## What to produce
Please rewrite every line of the records below, starting at the line that contains "the battlement, each" and ending at the final line, both included. Shift each answer coordinate by adding 107 to every number in it, and keep everything else unchanged.

(A run of records)

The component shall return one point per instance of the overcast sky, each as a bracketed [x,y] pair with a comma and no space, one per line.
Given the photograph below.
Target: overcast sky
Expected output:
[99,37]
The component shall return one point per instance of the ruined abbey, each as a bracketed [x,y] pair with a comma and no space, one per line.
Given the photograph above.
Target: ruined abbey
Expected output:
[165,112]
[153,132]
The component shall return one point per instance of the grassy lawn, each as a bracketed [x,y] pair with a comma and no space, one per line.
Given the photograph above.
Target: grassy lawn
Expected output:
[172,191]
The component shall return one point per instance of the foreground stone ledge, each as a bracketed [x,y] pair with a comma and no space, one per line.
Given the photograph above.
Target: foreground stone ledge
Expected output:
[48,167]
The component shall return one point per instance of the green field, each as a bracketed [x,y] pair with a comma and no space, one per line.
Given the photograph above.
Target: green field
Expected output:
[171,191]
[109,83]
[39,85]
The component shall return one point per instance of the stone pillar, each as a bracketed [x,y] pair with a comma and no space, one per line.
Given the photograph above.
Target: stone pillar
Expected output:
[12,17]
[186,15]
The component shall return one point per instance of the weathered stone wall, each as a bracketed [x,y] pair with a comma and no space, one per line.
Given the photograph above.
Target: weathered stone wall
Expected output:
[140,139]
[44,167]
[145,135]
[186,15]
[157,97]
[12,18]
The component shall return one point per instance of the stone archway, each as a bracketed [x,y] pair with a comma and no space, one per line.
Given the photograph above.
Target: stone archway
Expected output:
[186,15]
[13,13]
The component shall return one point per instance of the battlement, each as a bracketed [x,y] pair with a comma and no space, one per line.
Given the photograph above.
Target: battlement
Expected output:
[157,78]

## Solution for this problem
The component shall return one point per instance of the battlement, each as a bracketed [x,y] pair with a comma and no space, one per line.
Given the photograph above.
Target: battlement
Expected output:
[264,185]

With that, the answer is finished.